_WHAT TO WORK ON_. Convert the material below into a JSON list of strings, with each line as its own string and blank lines omitted.

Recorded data

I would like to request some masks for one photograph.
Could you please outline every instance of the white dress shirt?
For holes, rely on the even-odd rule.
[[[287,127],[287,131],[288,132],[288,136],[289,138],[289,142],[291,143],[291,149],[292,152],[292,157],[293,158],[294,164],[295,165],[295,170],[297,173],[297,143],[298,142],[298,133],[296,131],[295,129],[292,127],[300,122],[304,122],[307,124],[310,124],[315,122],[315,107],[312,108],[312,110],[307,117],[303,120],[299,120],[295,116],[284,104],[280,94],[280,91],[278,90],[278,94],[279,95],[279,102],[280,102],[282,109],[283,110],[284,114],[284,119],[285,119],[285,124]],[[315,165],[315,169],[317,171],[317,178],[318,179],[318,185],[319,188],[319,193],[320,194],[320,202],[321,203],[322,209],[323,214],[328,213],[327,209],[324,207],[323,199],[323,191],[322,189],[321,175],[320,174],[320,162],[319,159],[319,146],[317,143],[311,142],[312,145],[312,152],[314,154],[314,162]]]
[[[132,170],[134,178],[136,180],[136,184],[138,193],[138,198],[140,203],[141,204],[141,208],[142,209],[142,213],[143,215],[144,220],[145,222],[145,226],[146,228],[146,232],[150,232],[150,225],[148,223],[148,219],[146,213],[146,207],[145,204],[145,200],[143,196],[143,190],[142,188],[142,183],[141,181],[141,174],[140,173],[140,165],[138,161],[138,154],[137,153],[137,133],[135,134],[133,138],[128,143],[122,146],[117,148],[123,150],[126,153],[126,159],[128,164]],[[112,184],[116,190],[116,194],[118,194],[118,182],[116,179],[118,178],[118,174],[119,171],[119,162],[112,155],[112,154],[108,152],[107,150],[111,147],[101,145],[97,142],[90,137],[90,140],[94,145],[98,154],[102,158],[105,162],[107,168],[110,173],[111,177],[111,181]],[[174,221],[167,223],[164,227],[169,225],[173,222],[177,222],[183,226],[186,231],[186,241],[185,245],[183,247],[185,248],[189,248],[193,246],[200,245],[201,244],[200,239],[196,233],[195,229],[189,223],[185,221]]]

_FULL SOLUTION_.
[
  "I would like to request some masks for one photograph.",
  "Could you please outline every instance of the white dress shirt?",
  "For holes, rely on the even-odd rule.",
  "[[[287,127],[287,131],[288,132],[288,136],[289,138],[289,142],[291,143],[291,149],[292,152],[292,157],[293,158],[294,164],[295,165],[295,170],[297,173],[297,143],[298,142],[298,133],[296,131],[295,129],[292,127],[300,122],[304,122],[307,124],[310,124],[315,122],[315,107],[312,108],[312,110],[307,117],[303,120],[299,120],[295,116],[284,104],[280,94],[280,91],[278,90],[278,94],[279,95],[279,102],[280,102],[282,109],[283,110],[284,114],[284,119],[285,119],[285,124]],[[315,165],[315,169],[317,171],[317,178],[318,179],[318,185],[319,188],[319,193],[320,194],[320,202],[321,203],[322,209],[323,214],[328,213],[327,209],[324,207],[323,199],[323,191],[322,189],[321,175],[320,174],[320,162],[319,159],[319,146],[317,143],[311,142],[312,145],[312,152],[314,154],[314,162]]]",
  "[[[132,170],[134,178],[136,180],[136,184],[138,193],[138,198],[140,203],[141,204],[141,208],[142,209],[142,213],[143,215],[144,220],[145,222],[145,226],[146,228],[146,232],[150,232],[150,225],[148,223],[148,219],[146,213],[146,207],[145,204],[145,200],[143,196],[143,190],[142,188],[142,183],[141,181],[141,174],[140,173],[140,165],[138,161],[138,154],[137,153],[137,133],[135,134],[133,138],[128,143],[122,146],[117,148],[123,150],[126,153],[126,159],[128,164]],[[112,184],[116,190],[116,194],[118,194],[118,182],[116,179],[118,178],[118,174],[119,171],[119,162],[112,155],[112,154],[108,152],[107,150],[111,147],[101,145],[97,142],[90,137],[90,140],[94,145],[98,154],[102,158],[105,162],[107,168],[110,173],[111,177],[111,181]],[[174,221],[167,223],[164,227],[169,225],[173,222],[177,222],[183,226],[186,231],[186,241],[185,245],[183,247],[185,248],[189,248],[193,246],[200,245],[201,244],[200,239],[196,233],[195,229],[189,223],[185,221]]]"
]